------ Page text ------

The monthly purchasing managers' index issued by a Chinese business magazine, Caixin, fell to 53.9 from May’s 57.1 on a 100-point scale on which numbers above 50 show activity increasing. A measure of factory activity also declined.

“Without policy support, there’s a risk that weakening growth expectations could become self-fulfilling,” said Stephen Innes of SPI Asset Management in a report.

The Nikkei 225 in Tokyo retreated 0.2% to 33,338.70 and the Hang Seng in Hong Kong lost 1.6% to 19,110.38.

The Kospi in Seoul retreated 0.6% to 2,579.00 and Sydney's S&P-ASX 200 shed 0.4% to 7,253.20.

India's Sensex lost 0.3% to 65,301.84. New Zealand and Jakarta gained while Singapore and Bangkok declined.

China's economic activity accelerated to 4.5% in the first three months of 2023 from last year's 3%. China's No. 2 leader, Premier Li Qiang, said last month growth was improving. He gave no details but expressed confidence China can hit this year's official growth target of “about 5%.”

------ Dataset rows ------

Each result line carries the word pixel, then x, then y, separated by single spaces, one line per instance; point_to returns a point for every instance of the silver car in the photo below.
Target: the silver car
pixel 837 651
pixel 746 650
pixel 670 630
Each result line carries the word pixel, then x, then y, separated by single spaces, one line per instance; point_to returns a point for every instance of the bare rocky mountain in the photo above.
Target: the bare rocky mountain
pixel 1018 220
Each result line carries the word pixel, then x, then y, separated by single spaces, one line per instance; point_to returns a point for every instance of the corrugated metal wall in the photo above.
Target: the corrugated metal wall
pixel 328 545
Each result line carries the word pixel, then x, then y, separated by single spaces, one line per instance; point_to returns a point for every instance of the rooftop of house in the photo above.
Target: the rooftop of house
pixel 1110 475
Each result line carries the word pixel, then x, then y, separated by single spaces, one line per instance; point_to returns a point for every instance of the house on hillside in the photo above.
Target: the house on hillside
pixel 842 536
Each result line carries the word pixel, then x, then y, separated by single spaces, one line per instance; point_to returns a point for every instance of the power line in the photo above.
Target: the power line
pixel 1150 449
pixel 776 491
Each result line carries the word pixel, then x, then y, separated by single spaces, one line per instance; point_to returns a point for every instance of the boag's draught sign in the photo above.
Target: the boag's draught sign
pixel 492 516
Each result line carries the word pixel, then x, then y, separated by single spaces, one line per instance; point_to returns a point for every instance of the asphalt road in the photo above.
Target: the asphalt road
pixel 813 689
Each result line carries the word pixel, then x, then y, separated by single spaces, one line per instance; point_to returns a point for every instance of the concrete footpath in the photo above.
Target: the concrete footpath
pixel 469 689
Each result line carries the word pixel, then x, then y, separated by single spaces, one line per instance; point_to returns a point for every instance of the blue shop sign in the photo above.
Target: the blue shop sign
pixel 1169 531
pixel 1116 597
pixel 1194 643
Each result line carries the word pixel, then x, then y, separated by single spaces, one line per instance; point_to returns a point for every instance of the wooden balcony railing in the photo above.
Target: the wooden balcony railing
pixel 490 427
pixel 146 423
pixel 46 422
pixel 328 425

------

## [Problem set]
1: Transcribe the part of the market report that begins at the words "The monthly purchasing" and stops after the words "0.4% to 7,253.20.".
2: Present the listing's lines as a Markdown table with the columns Row and Line, leaving out blank lines. Begin at the line that has "wall in the photo above.", stop after the line that has "pixel 813 689", and include only those lines.
The market report and the listing have no connection to each other.

## [Full solutions]
1:
The monthly purchasing managers' index issued by a Chinese business magazine, Caixin, fell to 53.9 from May’s 57.1 on a 100-point scale on which numbers above 50 show activity increasing. A measure of factory activity also declined.

“Without policy support, there’s a risk that weakening growth expectations could become self-fulfilling,” said Stephen Innes of SPI Asset Management in a report.

The Nikkei 225 in Tokyo retreated 0.2% to 33,338.70 and the Hang Seng in Hong Kong lost 1.6% to 19,110.38.

The Kospi in Seoul retreated 0.6% to 2,579.00 and Sydney's S&P-ASX 200 shed 0.4% to 7,253.20.

2:
| Row | Line |
|---|---|
| 1 | Each result line carries the word pixel, then x, then y, separated by single spaces, one line per instance; point_to returns a point for every instance of the corrugated metal wall in the photo above. |
| 2 | Target: the corrugated metal wall |
| 3 | pixel 328 545 |
| 4 | Each result line carries the word pixel, then x, then y, separated by single spaces, one line per instance; point_to returns a point for every instance of the rooftop of house in the photo above. |
| 5 | Target: the rooftop of house |
| 6 | pixel 1110 475 |
| 7 | Each result line carries the word pixel, then x, then y, separated by single spaces, one line per instance; point_to returns a point for every instance of the house on hillside in the photo above. |
| 8 | Target: the house on hillside |
| 9 | pixel 842 536 |
| 10 | Each result line carries the word pixel, then x, then y, separated by single spaces, one line per instance; point_to returns a point for every instance of the power line in the photo above. |
| 11 | Target: the power line |
| 12 | pixel 1150 449 |
| 13 | pixel 776 491 |
| 14 | Each result line carries the word pixel, then x, then y, separated by single spaces, one line per instance; point_to returns a point for every instance of the boag's draught sign in the photo above. |
| 15 | Target: the boag's draught sign |
| 16 | pixel 492 516 |
| 17 | Each result line carries the word pixel, then x, then y, separated by single spaces, one line per instance; point_to returns a point for every instance of the asphalt road in the photo above. |
| 18 | Target: the asphalt road |
| 19 | pixel 813 689 |